Referring expression pointing data
Start of Block

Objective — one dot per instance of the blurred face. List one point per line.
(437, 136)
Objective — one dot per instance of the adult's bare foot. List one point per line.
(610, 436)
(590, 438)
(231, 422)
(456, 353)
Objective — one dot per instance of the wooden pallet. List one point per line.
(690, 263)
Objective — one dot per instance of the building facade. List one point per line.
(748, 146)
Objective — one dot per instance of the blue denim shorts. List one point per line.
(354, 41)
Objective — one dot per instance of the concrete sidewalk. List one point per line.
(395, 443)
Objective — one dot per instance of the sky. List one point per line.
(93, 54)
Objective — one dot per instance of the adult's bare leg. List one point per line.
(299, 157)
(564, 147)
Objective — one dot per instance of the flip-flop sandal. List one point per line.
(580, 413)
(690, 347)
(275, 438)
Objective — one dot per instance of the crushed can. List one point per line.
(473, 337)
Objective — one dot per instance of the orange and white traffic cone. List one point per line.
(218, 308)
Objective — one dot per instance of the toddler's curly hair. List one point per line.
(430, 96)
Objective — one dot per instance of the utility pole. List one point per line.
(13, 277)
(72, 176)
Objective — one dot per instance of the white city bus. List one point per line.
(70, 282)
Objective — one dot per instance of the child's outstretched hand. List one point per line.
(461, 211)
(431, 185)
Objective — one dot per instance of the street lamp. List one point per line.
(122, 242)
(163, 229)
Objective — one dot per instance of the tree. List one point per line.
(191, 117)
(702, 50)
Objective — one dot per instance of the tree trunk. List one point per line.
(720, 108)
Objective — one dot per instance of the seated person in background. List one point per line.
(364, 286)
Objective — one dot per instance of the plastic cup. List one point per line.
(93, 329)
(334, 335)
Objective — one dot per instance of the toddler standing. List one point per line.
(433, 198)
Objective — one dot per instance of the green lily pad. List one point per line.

End of Block

All lines from the one containing "Objective — one dot per instance of the toddler's" to the end of the records are to be duplicated exactly, and no other lines are to be given.

Objective — one dot per instance of the toddler's curly hair. List one point per line.
(430, 96)
Objective — one dot per instance of the utility pole. List one point per line.
(13, 277)
(72, 176)
Objective — one dot per instance of the white city bus. List one point per line.
(70, 282)
Objective — one dot per instance of the child's outstretched hand. List one point per line.
(461, 211)
(431, 185)
Objective — one dot per instance of the street lamp. List one point per line.
(122, 242)
(163, 229)
Objective — one dot per instance of the tree. List one point per line.
(191, 117)
(702, 50)
Objective — one dot per instance of the tree trunk. List one point per line.
(720, 108)
Objective — one dot per instance of the seated person in background. List one point per line.
(364, 286)
Objective — one dot per instance of the plastic cup. List one point per line.
(93, 329)
(334, 335)
Objective — one dot per instance of the toddler standing. List one point per line.
(433, 198)
Objective — one dot per instance of the green lily pad. List one point per line.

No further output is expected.